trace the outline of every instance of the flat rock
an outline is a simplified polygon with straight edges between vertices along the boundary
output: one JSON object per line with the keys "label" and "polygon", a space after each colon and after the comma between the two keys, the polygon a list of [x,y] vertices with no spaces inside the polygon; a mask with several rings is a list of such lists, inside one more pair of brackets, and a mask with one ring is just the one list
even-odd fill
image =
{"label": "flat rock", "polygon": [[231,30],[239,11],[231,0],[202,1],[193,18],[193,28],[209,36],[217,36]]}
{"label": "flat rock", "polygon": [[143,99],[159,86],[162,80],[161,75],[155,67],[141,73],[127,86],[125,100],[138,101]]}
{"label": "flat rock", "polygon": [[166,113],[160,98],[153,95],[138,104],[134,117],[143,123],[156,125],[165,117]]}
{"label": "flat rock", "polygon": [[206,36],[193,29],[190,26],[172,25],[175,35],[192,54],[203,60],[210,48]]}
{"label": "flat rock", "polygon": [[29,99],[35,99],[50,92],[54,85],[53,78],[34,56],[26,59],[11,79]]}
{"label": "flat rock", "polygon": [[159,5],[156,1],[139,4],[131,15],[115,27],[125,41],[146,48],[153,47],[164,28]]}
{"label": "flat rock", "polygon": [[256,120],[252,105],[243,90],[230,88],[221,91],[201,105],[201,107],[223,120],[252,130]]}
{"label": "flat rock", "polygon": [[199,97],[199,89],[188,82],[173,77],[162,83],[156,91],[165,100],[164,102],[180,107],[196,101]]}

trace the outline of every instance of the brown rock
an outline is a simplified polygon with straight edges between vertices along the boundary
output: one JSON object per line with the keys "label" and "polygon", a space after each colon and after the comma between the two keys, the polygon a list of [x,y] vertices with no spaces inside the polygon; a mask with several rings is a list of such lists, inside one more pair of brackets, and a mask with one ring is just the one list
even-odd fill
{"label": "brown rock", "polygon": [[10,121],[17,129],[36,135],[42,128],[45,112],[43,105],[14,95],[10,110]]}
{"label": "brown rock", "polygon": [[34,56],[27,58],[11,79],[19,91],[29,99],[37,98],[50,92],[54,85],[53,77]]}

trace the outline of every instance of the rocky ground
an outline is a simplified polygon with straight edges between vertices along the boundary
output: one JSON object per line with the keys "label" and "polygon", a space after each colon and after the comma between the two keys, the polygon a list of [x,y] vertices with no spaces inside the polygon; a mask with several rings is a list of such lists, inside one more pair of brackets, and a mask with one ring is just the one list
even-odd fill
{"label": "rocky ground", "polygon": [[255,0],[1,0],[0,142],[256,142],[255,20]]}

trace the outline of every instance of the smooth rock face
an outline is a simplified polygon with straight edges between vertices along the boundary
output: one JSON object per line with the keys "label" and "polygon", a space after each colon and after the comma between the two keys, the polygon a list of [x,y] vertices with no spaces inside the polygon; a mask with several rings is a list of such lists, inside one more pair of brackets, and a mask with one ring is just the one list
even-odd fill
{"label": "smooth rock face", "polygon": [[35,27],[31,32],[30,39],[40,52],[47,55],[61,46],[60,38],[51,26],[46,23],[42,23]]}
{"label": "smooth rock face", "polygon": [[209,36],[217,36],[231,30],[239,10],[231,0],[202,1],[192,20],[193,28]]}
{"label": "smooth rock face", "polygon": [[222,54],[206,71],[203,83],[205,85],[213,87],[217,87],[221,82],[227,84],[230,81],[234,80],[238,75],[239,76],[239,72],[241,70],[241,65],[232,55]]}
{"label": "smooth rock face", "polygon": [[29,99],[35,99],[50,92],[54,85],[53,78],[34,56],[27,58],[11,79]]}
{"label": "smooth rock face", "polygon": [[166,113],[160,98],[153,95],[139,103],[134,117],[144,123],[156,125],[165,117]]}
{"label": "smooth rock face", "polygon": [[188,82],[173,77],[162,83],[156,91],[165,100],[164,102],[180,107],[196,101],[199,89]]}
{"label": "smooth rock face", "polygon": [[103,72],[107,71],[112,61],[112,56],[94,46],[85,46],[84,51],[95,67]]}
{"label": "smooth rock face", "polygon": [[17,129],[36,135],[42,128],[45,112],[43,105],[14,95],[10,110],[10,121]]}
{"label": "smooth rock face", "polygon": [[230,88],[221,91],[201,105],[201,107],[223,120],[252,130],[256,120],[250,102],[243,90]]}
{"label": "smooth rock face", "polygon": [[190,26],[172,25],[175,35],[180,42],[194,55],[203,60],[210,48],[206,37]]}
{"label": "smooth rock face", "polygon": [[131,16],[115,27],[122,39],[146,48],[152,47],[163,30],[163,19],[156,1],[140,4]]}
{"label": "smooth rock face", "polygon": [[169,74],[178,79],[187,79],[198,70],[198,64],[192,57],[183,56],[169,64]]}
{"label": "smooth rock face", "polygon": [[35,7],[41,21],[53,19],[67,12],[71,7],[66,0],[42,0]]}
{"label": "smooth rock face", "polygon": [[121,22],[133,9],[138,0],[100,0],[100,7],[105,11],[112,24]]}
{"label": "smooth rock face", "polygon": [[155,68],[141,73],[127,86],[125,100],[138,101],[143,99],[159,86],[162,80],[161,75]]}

--- WHAT THE TASK REQUIRES ---
Locate each line in the records that contains the string "instance" and copy it out in full.

--- SOLVED EXERCISE ---
trace the outline of every instance of the flat rock
trace the outline of every instance of the brown rock
trace the outline of every instance of the rocky ground
trace the outline of every instance of the smooth rock face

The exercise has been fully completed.